▸ **WHAT YOU WILL DO**:
The data below must be copied in full and without any change.
### INPUT RECORDS ###
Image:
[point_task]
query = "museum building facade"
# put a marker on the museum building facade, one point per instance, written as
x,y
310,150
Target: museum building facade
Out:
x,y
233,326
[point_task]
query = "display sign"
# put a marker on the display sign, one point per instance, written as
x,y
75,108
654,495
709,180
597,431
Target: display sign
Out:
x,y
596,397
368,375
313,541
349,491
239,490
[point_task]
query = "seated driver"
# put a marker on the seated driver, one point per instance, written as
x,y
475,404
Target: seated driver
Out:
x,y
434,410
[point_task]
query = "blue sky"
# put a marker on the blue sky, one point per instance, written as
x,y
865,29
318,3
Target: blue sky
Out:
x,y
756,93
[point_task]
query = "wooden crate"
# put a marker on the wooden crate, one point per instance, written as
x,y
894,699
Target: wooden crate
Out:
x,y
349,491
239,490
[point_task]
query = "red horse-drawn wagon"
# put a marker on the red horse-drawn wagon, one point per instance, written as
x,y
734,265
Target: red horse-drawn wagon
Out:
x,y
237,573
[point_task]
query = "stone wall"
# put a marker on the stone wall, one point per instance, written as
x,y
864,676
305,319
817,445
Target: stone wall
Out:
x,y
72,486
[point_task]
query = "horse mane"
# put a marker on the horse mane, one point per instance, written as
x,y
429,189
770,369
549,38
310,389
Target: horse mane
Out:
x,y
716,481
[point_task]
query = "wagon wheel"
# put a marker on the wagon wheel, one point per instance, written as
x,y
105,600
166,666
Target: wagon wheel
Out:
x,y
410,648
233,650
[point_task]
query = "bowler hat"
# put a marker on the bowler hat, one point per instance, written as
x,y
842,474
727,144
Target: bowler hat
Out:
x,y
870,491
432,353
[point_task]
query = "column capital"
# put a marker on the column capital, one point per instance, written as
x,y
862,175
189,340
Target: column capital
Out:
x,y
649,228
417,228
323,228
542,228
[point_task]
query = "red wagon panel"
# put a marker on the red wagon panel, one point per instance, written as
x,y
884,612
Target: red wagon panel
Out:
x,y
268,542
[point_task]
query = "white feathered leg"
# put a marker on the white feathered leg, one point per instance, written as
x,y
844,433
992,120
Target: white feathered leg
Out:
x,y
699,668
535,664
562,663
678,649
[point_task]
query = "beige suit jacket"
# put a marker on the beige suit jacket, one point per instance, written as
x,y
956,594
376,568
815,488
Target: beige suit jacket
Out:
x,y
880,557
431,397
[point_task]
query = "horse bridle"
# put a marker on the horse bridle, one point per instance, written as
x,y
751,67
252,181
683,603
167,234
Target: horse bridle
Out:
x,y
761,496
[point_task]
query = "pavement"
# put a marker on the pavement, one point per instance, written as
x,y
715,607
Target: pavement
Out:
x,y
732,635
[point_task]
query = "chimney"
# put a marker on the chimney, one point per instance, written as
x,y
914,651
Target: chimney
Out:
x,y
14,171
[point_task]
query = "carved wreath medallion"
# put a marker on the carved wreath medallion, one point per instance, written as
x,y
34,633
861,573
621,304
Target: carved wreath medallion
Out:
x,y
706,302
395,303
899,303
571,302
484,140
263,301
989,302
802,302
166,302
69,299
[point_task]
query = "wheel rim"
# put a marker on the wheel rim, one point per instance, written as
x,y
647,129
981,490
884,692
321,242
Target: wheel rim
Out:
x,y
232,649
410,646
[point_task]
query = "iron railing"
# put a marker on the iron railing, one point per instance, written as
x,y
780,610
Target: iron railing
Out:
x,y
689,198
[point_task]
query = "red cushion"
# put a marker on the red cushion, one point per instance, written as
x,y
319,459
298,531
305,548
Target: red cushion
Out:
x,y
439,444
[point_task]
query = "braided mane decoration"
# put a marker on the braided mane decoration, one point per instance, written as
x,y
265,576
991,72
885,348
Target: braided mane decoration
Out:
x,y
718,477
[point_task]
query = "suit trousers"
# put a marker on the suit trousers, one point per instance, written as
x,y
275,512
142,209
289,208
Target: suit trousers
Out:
###
▸ **OUTPUT OF THE TASK**:
Image:
[point_task]
query = "museum building facade"
# put a marker on the museum building facade, one point per instance, written as
x,y
310,150
Target: museum building facade
Out:
x,y
233,326
[point_task]
query = "display sign"
# put a marker on the display sign, one point per instance, written as
x,y
75,108
654,495
709,180
597,431
Target: display sign
Out:
x,y
596,397
368,375
313,541
349,491
239,490
[point_task]
query = "seated driver"
# put a marker on the seated driver, one point per instance, written as
x,y
475,404
Target: seated driver
Out:
x,y
434,410
[point_task]
query = "blue sky"
# put a marker on the blue sky, one point per instance, written as
x,y
865,29
318,3
Target: blue sky
Out:
x,y
756,93
[point_task]
query = "wooden crate"
# put a marker on the wooden crate, one point per instance, written as
x,y
894,699
Target: wooden crate
Out:
x,y
349,491
239,490
[point_task]
query = "red horse-drawn wagon"
# put a marker on the red horse-drawn wagon, one point per instance, written as
x,y
734,265
Target: red horse-drawn wagon
Out:
x,y
237,573
[point_task]
query = "stone wall"
# put a marker on the stone wall, one point per instance, written as
x,y
864,676
305,319
817,445
Target: stone wall
Out:
x,y
72,486
[point_task]
query = "horse mane"
# put a marker on the horse mane, one point per instance, written as
x,y
429,189
770,369
549,38
310,389
Target: horse mane
Out:
x,y
716,481
[point_task]
query = "wagon wheel"
# put a marker on the wagon wheel, one point per instance, written as
x,y
105,600
166,666
Target: wagon wheel
Out:
x,y
410,648
233,650
[point_task]
query = "bowler hat"
# put a marker on the bowler hat, one point per instance, written as
x,y
842,474
727,144
Target: bowler hat
Out:
x,y
870,491
432,353
[point_task]
query = "column capital"
# put a marker on the column capital, one point per instance, written as
x,y
862,175
189,340
Target: column capital
Out:
x,y
649,228
417,228
323,228
542,228
[point_task]
query = "red wagon panel"
# put a marker on the red wagon panel, one point per instance, written as
x,y
884,612
Target: red wagon panel
Out:
x,y
268,542
[point_task]
query = "white feathered leg"
# put a marker on the white feathered leg, one point per instance, written as
x,y
844,433
992,120
Target: white feathered leg
Out:
x,y
699,668
535,664
562,663
678,649
[point_task]
query = "beige suit jacket"
# put a marker on the beige suit jacket, one point per instance, written as
x,y
956,594
376,568
815,488
Target: beige suit jacket
Out:
x,y
880,557
431,397
[point_task]
query = "horse bridle"
# put a marker on the horse bridle, one point per instance, written as
x,y
751,67
252,181
683,603
167,234
Target: horse bridle
Out:
x,y
761,496
[point_task]
query = "pavement"
# put a marker on the pavement, one point per instance, written as
x,y
715,607
Target: pavement
Out:
x,y
732,635
[point_task]
query = "chimney"
# put a marker on the chimney, one point per instance, written as
x,y
914,651
Target: chimney
Out:
x,y
14,171
[point_task]
query = "carved wreath medallion"
# put a marker on the carved wreath medallion, one point per instance, written as
x,y
34,633
861,573
621,304
Target: carved wreath medallion
Out:
x,y
706,302
395,303
899,303
571,302
484,140
263,301
989,302
802,302
166,302
69,299
[point_task]
query = "wheel rim"
# put a marker on the wheel rim, one point per instance, written as
x,y
647,129
981,490
884,692
321,242
Target: wheel rim
Out:
x,y
232,649
410,646
[point_task]
query = "iron railing"
# put a marker on the iron railing, one point per instance, written as
x,y
780,610
Target: iron railing
Out:
x,y
689,198
[point_task]
query = "red cushion"
# put a marker on the red cushion, one point per instance, written as
x,y
319,459
298,531
305,548
Target: red cushion
Out:
x,y
439,444
[point_task]
query = "braided mane decoration"
# put a marker on the braided mane decoration, one point per instance, written as
x,y
265,576
991,72
885,348
Target: braided mane decoration
Out:
x,y
718,477
[point_task]
query = "suit trousers"
# put a marker on the suit trousers, one point per instance, written as
x,y
275,512
142,209
289,208
Target: suit trousers
Out:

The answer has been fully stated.